■ **INSTRUCTIONS FOR THE TASK**:
Each entry must be reproduced precisely as it stands.

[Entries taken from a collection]
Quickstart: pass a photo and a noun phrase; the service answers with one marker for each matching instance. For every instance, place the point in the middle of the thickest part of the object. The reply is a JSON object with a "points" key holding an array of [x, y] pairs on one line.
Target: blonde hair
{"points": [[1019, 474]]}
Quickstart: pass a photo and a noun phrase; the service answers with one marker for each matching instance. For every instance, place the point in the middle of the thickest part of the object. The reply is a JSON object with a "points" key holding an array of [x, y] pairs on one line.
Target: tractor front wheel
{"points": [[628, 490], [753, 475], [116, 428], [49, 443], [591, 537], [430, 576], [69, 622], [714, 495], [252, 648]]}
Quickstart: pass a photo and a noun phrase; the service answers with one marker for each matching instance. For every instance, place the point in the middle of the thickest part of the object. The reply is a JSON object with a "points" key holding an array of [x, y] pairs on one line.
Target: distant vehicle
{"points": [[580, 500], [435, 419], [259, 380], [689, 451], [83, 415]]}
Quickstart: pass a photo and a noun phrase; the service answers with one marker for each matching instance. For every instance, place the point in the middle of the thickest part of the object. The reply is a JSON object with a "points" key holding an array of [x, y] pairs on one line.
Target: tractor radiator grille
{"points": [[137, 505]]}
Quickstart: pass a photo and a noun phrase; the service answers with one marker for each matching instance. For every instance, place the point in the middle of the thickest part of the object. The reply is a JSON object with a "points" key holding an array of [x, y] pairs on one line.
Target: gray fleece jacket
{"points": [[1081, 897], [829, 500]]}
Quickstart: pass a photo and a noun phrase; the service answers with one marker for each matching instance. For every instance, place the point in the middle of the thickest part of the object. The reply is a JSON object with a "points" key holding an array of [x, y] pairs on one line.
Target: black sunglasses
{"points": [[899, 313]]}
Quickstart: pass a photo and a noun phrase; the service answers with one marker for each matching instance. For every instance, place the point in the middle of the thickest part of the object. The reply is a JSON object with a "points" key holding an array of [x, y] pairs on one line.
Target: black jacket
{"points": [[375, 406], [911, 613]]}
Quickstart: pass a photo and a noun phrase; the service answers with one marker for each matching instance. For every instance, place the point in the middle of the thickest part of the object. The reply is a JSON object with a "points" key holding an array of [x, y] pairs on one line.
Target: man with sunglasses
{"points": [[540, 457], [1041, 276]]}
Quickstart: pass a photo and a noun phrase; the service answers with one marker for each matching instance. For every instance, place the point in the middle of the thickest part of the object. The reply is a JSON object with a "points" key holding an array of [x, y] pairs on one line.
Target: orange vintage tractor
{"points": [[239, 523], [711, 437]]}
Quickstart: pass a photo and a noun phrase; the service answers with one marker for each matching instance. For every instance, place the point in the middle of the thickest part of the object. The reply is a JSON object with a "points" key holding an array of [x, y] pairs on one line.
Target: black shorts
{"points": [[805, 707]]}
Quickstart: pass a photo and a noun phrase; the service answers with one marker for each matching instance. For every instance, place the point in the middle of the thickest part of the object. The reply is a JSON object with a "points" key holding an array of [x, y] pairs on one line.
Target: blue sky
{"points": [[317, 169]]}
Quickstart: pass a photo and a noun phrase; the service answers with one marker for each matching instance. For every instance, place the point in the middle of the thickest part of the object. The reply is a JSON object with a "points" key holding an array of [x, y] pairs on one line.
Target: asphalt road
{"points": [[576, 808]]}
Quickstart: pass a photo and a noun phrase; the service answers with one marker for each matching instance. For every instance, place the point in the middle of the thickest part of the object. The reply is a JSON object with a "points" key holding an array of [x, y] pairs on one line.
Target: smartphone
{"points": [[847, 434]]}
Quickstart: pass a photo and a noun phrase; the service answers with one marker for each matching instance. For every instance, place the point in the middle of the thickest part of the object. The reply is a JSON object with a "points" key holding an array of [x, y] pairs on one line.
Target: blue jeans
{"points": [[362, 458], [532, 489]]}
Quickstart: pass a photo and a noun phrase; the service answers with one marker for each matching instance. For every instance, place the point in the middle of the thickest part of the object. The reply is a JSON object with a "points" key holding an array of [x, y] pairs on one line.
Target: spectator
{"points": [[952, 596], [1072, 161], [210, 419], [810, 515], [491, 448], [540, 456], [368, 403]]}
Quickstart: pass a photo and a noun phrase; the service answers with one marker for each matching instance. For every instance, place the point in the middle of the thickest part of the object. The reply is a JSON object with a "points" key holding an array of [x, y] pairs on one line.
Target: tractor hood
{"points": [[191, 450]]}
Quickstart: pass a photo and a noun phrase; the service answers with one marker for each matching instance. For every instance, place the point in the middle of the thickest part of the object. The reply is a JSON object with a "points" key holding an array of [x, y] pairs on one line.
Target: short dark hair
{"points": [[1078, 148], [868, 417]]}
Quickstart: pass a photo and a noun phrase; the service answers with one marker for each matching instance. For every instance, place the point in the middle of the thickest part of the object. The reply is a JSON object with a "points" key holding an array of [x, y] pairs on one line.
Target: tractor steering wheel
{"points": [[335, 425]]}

■ **EXERCISE SOLUTION**:
Quickstart: pass a photo and a noun phrase; the service answers with one marker for each matching instance. For every instance, place the point in the middle of the thickest part of the object. The reply is a JSON object with a "points" key holding an array of [x, y] pairs on one line.
Target: blonde hair
{"points": [[1019, 474]]}
Quickstart: pass a photo and a noun phrase; the service answers with one marker for each matching instance. For every instance, place the point in the middle of the thickest part of the object. The reply is a JSON object with a "points" key holding an array of [x, y] pairs on one line.
Target: tractor front wheel
{"points": [[628, 490], [753, 475], [116, 428], [49, 443], [591, 537], [430, 576], [69, 622], [714, 495], [252, 648]]}
Quickstart: pass a photo and a noun phrase; the service answers with one marker for each matching instance. For every instance, place the point in the middle of the thickest part of the object. The reply is a JSON object with a "points" key holding an array of [x, y] pairs on one line.
Target: distant vehicle
{"points": [[580, 500], [435, 419], [259, 380], [689, 451], [83, 415]]}
Quickstart: pass a photo and a noun phrase; the service answers with one marker for each matching instance. For every instance, place the point in the middle of the thickest part of the object. The reply is a JSON object with a "points" key holding an array of [x, y] pairs on one line.
Target: tractor radiator grille
{"points": [[137, 505]]}
Quickstart: pass a photo and a noun phrase; the service answers with one marker for each matching instance. For every instance, place the point in the middle of the thickest part of the object. The reply is a JSON object with a "points" key holding an array of [x, y] pairs on one line.
Target: gray fleece jacket
{"points": [[1081, 897], [829, 500]]}
Quickstart: pass a photo and a noun phrase; the service answers with one marker for each matching instance. For every instance, place the point in the middle of the thickest part of the object. The reply is a JSON object with a "points" key holding an array of [x, y] pairs on one line.
Target: black sunglasses
{"points": [[899, 313]]}
Quickstart: pass a photo and a noun phrase; the service answers with one marker for each matching instance. For every instance, place the point in the middle of the thickest part of the object. The reply is a JSON object with a "points" key holding an array of [x, y] pairs on one line.
Target: black jacket
{"points": [[375, 406], [911, 613]]}
Quickstart: pass a photo and a noun phrase; the service answers with one marker for each matching instance. For every instance, place the point in the middle of the thickest part of the object. The reply is a JSON object with a "points" key holding an array of [x, y] pairs on one line.
Target: man with sunglasses
{"points": [[540, 457], [1041, 276]]}
Quickstart: pass a photo and a noun phrase; the service answers with one marker for each matching instance. For every instance, place the point in the middle of the thickest part of the object. The reply is a JSON object with a "points" key holding an array of [x, y] pairs on one line.
Target: orange vintage tractor
{"points": [[239, 523], [711, 437]]}
Quickstart: pass a photo and a noun phrase; the service answers with one marker for each matching instance. For every instance, place the point in the middle of the thickest part of the object. The reply is a JSON object with a "points" key holding an array of [x, y] pairs on one line.
Target: black shorts
{"points": [[805, 707]]}
Quickstart: pass a photo and a noun phrase; the service answers with one marker for each matching instance. For every instance, place the point in the middle of the thickest part of the object. The reply is a JSON object with a "points" key holding an array of [x, y] pairs on one line.
Target: blue sky
{"points": [[317, 169]]}
Quickstart: pass a photo and a noun phrase; the service answers with one marker for each matching instance. For every instance, place the point in the middle of the thickest part of the object. The reply is a JSON object with a "points" key holding an array of [x, y] pairs on one line.
Target: asphalt road
{"points": [[576, 808]]}
Quickstart: pass a photo and a noun phrase; the service answers with one marker for each matching instance. For every instance, place the point in the middle of the thickest part of the object. The reply is a JSON object with a "points" key holding an array of [x, y] pairs on one line.
Target: smartphone
{"points": [[847, 434]]}
Quickstart: pass a photo and a noun phrase; the service answers with one marker for each matching instance. For every instance, place the point in the middle of the thickest part of the object. The reply is a JSON object with a "points" key holding an array of [x, y] pairs on one line.
Target: blue jeans
{"points": [[362, 458], [532, 489]]}
Quickstart: pass a photo and a noun phrase; the service answers with one marker for each matching instance. For every instance, place the point in the middle of the thickest part of the object. The reply is a JSON object with a "points" key holding an array of [x, y] pairs on one line.
Target: spectator
{"points": [[952, 596], [1072, 161], [210, 419], [810, 515], [491, 448], [540, 456], [368, 403]]}
Quickstart: pass a photo and a noun phrase; the service answers with one marker for each matching instance. For every instance, place the point in the middle of the thickest part of the object. The reply is a JSON object with a "points" key holding an array of [x, y] pairs on one line.
Target: tractor hood
{"points": [[191, 450]]}
Quickstart: pass a photo and a noun phrase; the service answers with one marker for each matching instance. For every instance, place the point in the middle of the thickest part of the object. The reply is a JSON object with a "points" key holding an array of [x, y] pairs on one line.
Target: short dark hair
{"points": [[1078, 148], [868, 417]]}
Quickstart: pass a photo and a noun phrase; the service answers with one marker for each matching instance. For every instance, place the point in the middle of the thickest part of the object. The reply is a JSON object with a "points" key holding an array of [x, y] pairs on one line.
Target: tractor steering wheel
{"points": [[335, 425]]}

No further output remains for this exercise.